The task.
The expected output is the data below, restated word for word.

Data shown.

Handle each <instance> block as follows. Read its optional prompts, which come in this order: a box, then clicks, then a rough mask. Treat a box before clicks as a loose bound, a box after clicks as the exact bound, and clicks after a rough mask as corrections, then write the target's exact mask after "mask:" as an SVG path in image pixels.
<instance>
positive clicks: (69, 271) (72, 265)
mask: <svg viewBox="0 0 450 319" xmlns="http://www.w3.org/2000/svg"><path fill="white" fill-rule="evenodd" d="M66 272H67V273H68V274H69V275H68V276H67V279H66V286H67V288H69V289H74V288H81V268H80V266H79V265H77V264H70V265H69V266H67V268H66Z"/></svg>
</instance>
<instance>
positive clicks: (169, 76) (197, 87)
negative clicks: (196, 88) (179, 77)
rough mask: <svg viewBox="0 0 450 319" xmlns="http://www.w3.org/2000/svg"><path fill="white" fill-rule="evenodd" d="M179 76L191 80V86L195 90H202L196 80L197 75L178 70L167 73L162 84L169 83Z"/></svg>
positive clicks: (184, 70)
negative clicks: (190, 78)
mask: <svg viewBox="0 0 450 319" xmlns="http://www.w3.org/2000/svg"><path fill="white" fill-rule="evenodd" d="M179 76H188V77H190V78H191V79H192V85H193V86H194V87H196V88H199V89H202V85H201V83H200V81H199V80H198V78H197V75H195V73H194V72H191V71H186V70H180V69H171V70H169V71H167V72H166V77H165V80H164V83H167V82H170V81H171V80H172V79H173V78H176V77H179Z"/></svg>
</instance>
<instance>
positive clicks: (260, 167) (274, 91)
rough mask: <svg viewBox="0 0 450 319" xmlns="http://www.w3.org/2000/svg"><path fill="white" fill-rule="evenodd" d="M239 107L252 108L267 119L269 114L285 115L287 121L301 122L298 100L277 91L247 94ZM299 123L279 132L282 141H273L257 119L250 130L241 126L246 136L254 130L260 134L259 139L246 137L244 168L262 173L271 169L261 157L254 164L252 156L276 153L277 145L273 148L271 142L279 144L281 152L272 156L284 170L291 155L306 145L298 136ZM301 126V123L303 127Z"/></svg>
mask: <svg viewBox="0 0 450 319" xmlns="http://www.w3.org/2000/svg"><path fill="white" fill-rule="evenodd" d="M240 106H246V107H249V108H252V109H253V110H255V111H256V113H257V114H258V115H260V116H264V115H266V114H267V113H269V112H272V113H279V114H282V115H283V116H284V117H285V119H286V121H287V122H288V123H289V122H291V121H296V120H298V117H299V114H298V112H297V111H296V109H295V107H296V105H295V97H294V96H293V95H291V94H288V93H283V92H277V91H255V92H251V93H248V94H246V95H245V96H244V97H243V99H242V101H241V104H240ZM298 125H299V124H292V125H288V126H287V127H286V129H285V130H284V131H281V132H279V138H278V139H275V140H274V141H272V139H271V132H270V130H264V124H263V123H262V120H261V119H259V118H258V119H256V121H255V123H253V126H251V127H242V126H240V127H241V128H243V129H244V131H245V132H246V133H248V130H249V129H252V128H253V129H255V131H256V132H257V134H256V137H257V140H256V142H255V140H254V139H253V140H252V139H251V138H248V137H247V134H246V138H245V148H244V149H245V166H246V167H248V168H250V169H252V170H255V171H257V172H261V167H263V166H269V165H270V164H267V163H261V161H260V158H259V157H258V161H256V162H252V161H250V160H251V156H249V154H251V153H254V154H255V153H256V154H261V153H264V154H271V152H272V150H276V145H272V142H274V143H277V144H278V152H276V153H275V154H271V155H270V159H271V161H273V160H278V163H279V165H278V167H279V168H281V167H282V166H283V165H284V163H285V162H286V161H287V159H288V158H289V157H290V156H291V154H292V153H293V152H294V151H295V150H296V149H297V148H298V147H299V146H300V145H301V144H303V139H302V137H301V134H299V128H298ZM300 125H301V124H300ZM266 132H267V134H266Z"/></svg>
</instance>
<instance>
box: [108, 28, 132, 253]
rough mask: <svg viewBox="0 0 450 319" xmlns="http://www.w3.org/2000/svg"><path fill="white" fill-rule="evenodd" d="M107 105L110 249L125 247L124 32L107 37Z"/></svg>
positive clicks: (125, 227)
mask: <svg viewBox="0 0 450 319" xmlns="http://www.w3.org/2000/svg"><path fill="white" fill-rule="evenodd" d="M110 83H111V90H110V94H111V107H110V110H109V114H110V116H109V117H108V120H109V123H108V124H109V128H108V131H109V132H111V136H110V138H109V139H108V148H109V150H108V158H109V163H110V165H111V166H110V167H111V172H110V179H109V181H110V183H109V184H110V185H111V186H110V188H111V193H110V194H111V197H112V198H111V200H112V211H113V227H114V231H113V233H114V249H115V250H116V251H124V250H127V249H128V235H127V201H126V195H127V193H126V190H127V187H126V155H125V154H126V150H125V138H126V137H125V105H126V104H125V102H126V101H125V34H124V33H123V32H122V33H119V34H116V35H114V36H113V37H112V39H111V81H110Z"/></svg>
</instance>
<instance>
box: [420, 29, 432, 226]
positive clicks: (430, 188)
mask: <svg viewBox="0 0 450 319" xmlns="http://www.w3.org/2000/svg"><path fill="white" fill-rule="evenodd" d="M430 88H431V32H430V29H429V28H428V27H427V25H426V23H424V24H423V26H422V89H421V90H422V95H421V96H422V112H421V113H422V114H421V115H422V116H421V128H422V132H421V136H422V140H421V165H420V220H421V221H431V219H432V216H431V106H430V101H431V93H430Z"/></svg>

Answer to the exercise.
Handle each <instance> block as follows. Read its optional prompts, which come in this order: a box, then clicks, then a rough mask. Treat a box before clicks as a loose bound, a box after clicks as the exact bound, and clicks after a rough mask as corrections, then write the target's exact mask after "mask:" as an SVG path in image pixels.
<instance>
positive clicks: (69, 271) (72, 265)
mask: <svg viewBox="0 0 450 319" xmlns="http://www.w3.org/2000/svg"><path fill="white" fill-rule="evenodd" d="M66 272H67V273H68V274H69V275H68V276H67V279H66V286H67V288H69V289H74V288H81V268H80V266H79V265H77V264H70V265H69V266H67V268H66Z"/></svg>
</instance>
<instance>
positive clicks: (169, 76) (197, 87)
negative clicks: (196, 88) (179, 77)
rough mask: <svg viewBox="0 0 450 319" xmlns="http://www.w3.org/2000/svg"><path fill="white" fill-rule="evenodd" d="M179 76L191 80V86L195 90H202L196 80L197 75L178 70L167 73L162 84L169 83Z"/></svg>
positive clicks: (184, 70)
negative clicks: (190, 78)
mask: <svg viewBox="0 0 450 319" xmlns="http://www.w3.org/2000/svg"><path fill="white" fill-rule="evenodd" d="M179 76H188V77H190V78H191V79H192V85H193V86H194V87H196V88H199V89H202V85H201V83H200V81H199V80H198V78H197V75H195V73H194V72H191V71H186V70H180V69H171V70H169V71H167V72H166V77H165V80H164V83H167V82H170V81H171V80H172V79H173V78H176V77H179Z"/></svg>
</instance>
<instance>
positive clicks: (260, 167) (274, 91)
rough mask: <svg viewBox="0 0 450 319" xmlns="http://www.w3.org/2000/svg"><path fill="white" fill-rule="evenodd" d="M239 107L252 108L267 119L269 114L285 115L287 121L301 122L298 100L277 91L247 94ZM299 123L279 132L282 141H273L257 119L250 130L241 126L246 136L254 130L260 134L259 139L246 137L244 168L262 173L271 169L261 157L254 164L252 156L276 153L277 145L273 148L271 142L279 144L281 152L272 156L284 170L291 155L306 145L298 136ZM301 126V123L303 127Z"/></svg>
mask: <svg viewBox="0 0 450 319" xmlns="http://www.w3.org/2000/svg"><path fill="white" fill-rule="evenodd" d="M240 106H246V107H249V108H252V109H253V110H255V111H256V113H257V114H258V115H260V116H264V115H266V114H267V113H269V112H272V113H279V114H282V115H283V116H284V117H285V119H286V121H287V122H288V123H289V122H291V121H296V120H298V117H299V114H298V112H297V111H296V109H295V107H296V105H295V97H294V96H293V95H291V94H288V93H283V92H277V91H255V92H251V93H248V94H246V95H245V96H244V97H243V99H242V101H241V104H240ZM298 125H299V124H292V125H288V126H287V127H286V129H285V130H284V131H281V132H279V138H278V139H275V140H274V141H272V139H271V132H270V130H264V124H263V123H262V120H261V119H259V118H258V119H256V121H255V123H253V126H251V127H242V126H240V127H241V128H243V129H244V131H245V132H246V133H248V130H249V129H252V128H253V129H255V131H256V132H257V134H256V137H257V140H256V142H255V140H254V139H253V140H252V139H251V138H248V137H247V134H246V138H245V148H244V149H245V166H246V167H248V168H250V169H252V170H255V171H257V172H261V167H263V166H269V165H270V164H267V163H261V161H260V158H259V157H258V161H256V162H252V161H250V160H251V156H249V154H251V153H254V154H255V153H256V154H261V153H264V154H271V152H272V150H276V145H272V142H274V143H277V144H278V152H276V153H275V154H271V155H270V159H271V161H273V160H278V163H279V165H278V167H279V168H281V167H282V166H283V165H284V163H285V162H286V161H287V159H288V158H289V157H290V156H291V154H292V153H293V152H294V151H295V150H296V149H297V148H298V147H299V146H300V145H301V144H303V139H302V137H301V134H299V128H298ZM300 125H301V124H300ZM266 132H267V134H266Z"/></svg>
</instance>
<instance>
box: [108, 28, 132, 253]
rough mask: <svg viewBox="0 0 450 319" xmlns="http://www.w3.org/2000/svg"><path fill="white" fill-rule="evenodd" d="M107 105L110 249L125 247L124 32L107 37Z"/></svg>
positive clicks: (125, 227)
mask: <svg viewBox="0 0 450 319" xmlns="http://www.w3.org/2000/svg"><path fill="white" fill-rule="evenodd" d="M110 83H111V90H110V94H111V107H110V110H109V114H110V116H109V117H108V120H109V123H108V124H109V128H108V131H109V132H111V136H110V138H109V139H108V148H109V150H108V158H109V163H110V165H111V166H110V167H111V172H110V179H109V181H110V183H109V184H110V185H111V186H110V188H111V193H110V194H111V197H112V198H111V200H112V211H113V227H114V231H113V233H114V249H115V250H116V251H124V250H127V249H128V235H127V201H126V195H127V193H126V190H127V187H126V155H125V154H126V150H125V138H126V137H125V105H126V104H125V102H126V101H125V34H124V33H123V32H122V33H119V34H116V35H114V36H113V37H112V39H111V81H110Z"/></svg>
</instance>
<instance>
box: [420, 29, 432, 226]
positive clicks: (430, 188)
mask: <svg viewBox="0 0 450 319" xmlns="http://www.w3.org/2000/svg"><path fill="white" fill-rule="evenodd" d="M430 88H431V32H430V29H429V28H428V27H427V25H426V23H424V24H423V26H422V89H421V90H422V95H421V96H422V112H421V113H422V114H421V115H422V116H421V128H422V132H421V136H422V140H421V165H420V220H421V221H431V219H432V216H431V106H430V101H431V93H430Z"/></svg>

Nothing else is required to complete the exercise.